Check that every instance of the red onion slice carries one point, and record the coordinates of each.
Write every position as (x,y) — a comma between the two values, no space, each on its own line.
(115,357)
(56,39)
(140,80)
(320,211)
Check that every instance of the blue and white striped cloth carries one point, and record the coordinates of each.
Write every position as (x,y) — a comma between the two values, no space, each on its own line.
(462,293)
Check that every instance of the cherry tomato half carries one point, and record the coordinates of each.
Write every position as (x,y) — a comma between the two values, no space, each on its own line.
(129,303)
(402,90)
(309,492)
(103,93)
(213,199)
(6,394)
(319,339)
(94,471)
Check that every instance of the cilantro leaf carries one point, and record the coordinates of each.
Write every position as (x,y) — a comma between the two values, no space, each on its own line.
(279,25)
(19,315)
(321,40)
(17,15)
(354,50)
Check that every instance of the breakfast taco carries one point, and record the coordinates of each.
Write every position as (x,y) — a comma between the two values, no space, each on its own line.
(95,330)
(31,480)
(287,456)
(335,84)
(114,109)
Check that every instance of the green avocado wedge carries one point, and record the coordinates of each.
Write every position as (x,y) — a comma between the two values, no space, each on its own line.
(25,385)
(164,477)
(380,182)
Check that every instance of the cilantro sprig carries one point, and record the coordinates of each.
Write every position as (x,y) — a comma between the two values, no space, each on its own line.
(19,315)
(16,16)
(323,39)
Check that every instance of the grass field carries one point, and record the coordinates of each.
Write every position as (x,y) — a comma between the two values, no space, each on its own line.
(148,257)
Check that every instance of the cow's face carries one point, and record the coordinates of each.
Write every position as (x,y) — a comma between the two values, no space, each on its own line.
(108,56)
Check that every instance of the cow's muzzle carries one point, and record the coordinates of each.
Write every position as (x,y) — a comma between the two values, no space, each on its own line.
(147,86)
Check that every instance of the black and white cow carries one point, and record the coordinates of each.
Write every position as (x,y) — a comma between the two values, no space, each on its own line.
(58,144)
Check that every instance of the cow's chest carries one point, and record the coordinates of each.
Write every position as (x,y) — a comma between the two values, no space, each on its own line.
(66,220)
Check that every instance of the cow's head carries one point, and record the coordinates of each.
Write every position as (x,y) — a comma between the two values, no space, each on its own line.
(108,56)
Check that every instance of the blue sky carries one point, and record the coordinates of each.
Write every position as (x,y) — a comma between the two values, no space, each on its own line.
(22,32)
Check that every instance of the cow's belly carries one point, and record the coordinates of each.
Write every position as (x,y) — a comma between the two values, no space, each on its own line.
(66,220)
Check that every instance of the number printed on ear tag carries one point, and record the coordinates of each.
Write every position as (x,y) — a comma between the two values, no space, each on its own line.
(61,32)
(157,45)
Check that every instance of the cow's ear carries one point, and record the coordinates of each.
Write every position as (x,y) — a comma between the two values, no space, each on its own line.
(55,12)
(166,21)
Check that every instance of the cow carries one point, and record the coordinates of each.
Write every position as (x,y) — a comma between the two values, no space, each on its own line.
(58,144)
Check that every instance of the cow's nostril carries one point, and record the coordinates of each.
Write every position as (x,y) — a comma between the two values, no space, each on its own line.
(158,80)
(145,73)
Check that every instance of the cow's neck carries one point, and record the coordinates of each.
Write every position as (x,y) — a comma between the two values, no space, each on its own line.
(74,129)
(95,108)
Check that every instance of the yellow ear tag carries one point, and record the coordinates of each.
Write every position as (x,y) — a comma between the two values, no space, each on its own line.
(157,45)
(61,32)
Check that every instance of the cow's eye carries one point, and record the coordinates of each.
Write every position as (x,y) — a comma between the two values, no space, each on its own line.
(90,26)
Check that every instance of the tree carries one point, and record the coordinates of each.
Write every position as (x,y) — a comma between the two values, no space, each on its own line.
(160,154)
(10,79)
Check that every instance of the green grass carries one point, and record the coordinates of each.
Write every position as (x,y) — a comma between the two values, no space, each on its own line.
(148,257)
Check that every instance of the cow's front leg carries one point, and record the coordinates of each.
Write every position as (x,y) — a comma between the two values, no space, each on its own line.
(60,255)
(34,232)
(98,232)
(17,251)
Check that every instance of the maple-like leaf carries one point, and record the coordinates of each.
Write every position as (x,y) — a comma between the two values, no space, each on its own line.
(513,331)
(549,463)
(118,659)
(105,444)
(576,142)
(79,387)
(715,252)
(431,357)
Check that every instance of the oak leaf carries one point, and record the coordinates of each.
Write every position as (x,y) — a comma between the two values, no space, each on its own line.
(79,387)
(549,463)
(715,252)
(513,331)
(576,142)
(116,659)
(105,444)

************

Task: Output the records as a Markdown table with the columns Row and Line, numbering each non-blank line in order and leaving out blank lines.

Final answer:
| Row | Line |
|---|---|
| 1 | Check that every instance of the red onion slice carries one point, and record the coordinates of each. |
| 2 | Write every position as (x,y) — a comma between the two values, no space, each on its own line. |
| 3 | (115,357) |
| 4 | (56,39) |
| 5 | (140,80) |
| 6 | (320,211) |
| 7 | Check that every instance of the blue and white striped cloth carries one point, and record the coordinates of each. |
| 8 | Write every position as (x,y) — a comma between the two values, no space, each on its own line. |
| 9 | (462,293) |
| 10 | Check that every instance of the cherry tomato half carries one point, and record the coordinates of each. |
| 11 | Write every position as (x,y) — a comma between the two values, no space, each on its own line. |
| 12 | (129,303) |
| 13 | (402,90) |
| 14 | (309,492) |
| 15 | (103,93) |
| 16 | (213,199) |
| 17 | (6,394) |
| 18 | (319,339) |
| 19 | (94,471) |
| 20 | Check that every instance of the cilantro leaf carries one point, and record the coordinates of each. |
| 21 | Write every position as (x,y) — a comma between the two values, no space, each on its own line. |
| 22 | (279,25) |
| 23 | (19,315) |
| 24 | (321,40) |
| 25 | (17,15) |
| 26 | (354,50) |
| 27 | Check that every instance of the breakfast taco carries one point, and record the coordinates of each. |
| 28 | Write every position as (x,y) — a comma between the two values, no space, each on its own line. |
| 29 | (95,330) |
| 30 | (31,480) |
| 31 | (287,456) |
| 32 | (335,84) |
| 33 | (114,109) |
| 34 | Check that every instance of the green avocado wedge carries one point, and record the coordinates of each. |
| 35 | Write every position as (x,y) — a comma between the two values, no space, each on its own line. |
| 36 | (25,385) |
| 37 | (164,477) |
| 38 | (380,182) |
| 39 | Check that every instance of the cilantro sprig carries one point, and record the coordinates of each. |
| 40 | Write every position as (x,y) — a comma between the two values, no space, each on its own line. |
| 41 | (19,315) |
| 42 | (16,16) |
| 43 | (323,39) |
| 44 | Check that every instance of the grass field carries one point, and record the coordinates of each. |
| 45 | Write every position as (x,y) — a comma between the two values, no space, each on its own line. |
| 46 | (148,257) |
| 47 | Check that every instance of the cow's face carries one point, and record the coordinates of each. |
| 48 | Write every position as (x,y) — a comma between the two values, no space, each on its own line. |
| 49 | (108,56) |
| 50 | Check that every instance of the cow's muzzle carries one point, and record the coordinates of each. |
| 51 | Write every position as (x,y) — a comma between the two values, no space, each on its own line. |
| 52 | (147,86) |
| 53 | Check that every instance of the black and white cow carries one point, and record the coordinates of each. |
| 54 | Write every position as (x,y) — a comma between the two values, no space, each on its own line. |
| 55 | (58,144) |
| 56 | Check that every instance of the cow's chest carries one point, and record the coordinates of each. |
| 57 | Write every position as (x,y) — a comma between the two values, no space, each on its own line. |
| 58 | (66,220) |
| 59 | Check that every instance of the cow's head carries one point, and record the coordinates of each. |
| 60 | Write every position as (x,y) — a comma between the two values, no space, each on its own line. |
| 61 | (108,56) |
| 62 | Check that every instance of the blue sky carries one point, and record the coordinates of each. |
| 63 | Write every position as (x,y) — a comma between the two values, no space, each on its own line. |
| 64 | (22,32) |
| 65 | Check that every instance of the cow's belly carries one point, and record the coordinates of each. |
| 66 | Write every position as (x,y) — a comma between the two values, no space, each on its own line. |
| 67 | (66,220) |
| 68 | Check that every instance of the number printed on ear tag carries one point, and record the coordinates of each. |
| 69 | Write every position as (x,y) — a comma between the two values, no space, each on its own line. |
| 70 | (61,32) |
| 71 | (157,45) |
| 72 | Check that every instance of the cow's ear carries one point, and record the coordinates of each. |
| 73 | Write every position as (x,y) — a comma between the two values, no space, each on its own line. |
| 74 | (55,12) |
| 75 | (166,21) |
| 76 | Check that every instance of the cow carries one point, and record the coordinates of each. |
| 77 | Write every position as (x,y) — a comma between the two values, no space, each on its own line. |
| 78 | (58,144) |
| 79 | Check that every instance of the cow's nostril carries one point, and record the coordinates of each. |
| 80 | Write every position as (x,y) — a comma between the two values, no space, each on its own line. |
| 81 | (158,80) |
| 82 | (145,73) |
| 83 | Check that every instance of the cow's neck carries one point, and record the coordinates of each. |
| 84 | Write every position as (x,y) — a comma between the two values, no space, each on its own line. |
| 85 | (74,129) |
| 86 | (95,108) |
| 87 | Check that every instance of the yellow ear tag carries one point, and record the coordinates of each. |
| 88 | Write every position as (x,y) — a comma between the two values, no space, each on its own line. |
| 89 | (157,45) |
| 90 | (61,32) |
| 91 | Check that every instance of the cow's eye carries one point, and record the coordinates of each. |
| 92 | Write every position as (x,y) — a comma between the two values, no space, each on its own line. |
| 93 | (90,26) |
| 94 | Check that every instance of the tree carries one point, and record the coordinates of each. |
| 95 | Write every position as (x,y) — a comma between the two values, no space, each on its own line. |
| 96 | (160,154) |
| 97 | (10,79) |
| 98 | Check that every instance of the green grass carries one point, and record the coordinates of each. |
| 99 | Write every position as (x,y) — a comma between the two values, no space, each on its own line. |
| 100 | (148,257) |
| 101 | Check that every instance of the cow's front leg carries one point, and record the coordinates of each. |
| 102 | Write every position as (x,y) — a comma between the two values, no space, each on its own line. |
| 103 | (60,255) |
| 104 | (34,232) |
| 105 | (98,232) |
| 106 | (17,251) |
| 107 | Check that every instance of the maple-like leaf carries one point, and record the coordinates of each. |
| 108 | Write every position as (x,y) — a comma between the two values, no space, each on its own line. |
| 109 | (513,331) |
| 110 | (549,463) |
| 111 | (118,659) |
| 112 | (105,444) |
| 113 | (576,142) |
| 114 | (79,387) |
| 115 | (715,252) |
| 116 | (431,357) |
| 117 | Check that every instance of the oak leaf carries one point, and record the coordinates of each. |
| 118 | Write every position as (x,y) — a comma between the two values, no space, each on its own line. |
| 119 | (79,387) |
| 120 | (549,463) |
| 121 | (715,252) |
| 122 | (513,331) |
| 123 | (576,142) |
| 124 | (116,659) |
| 125 | (105,444) |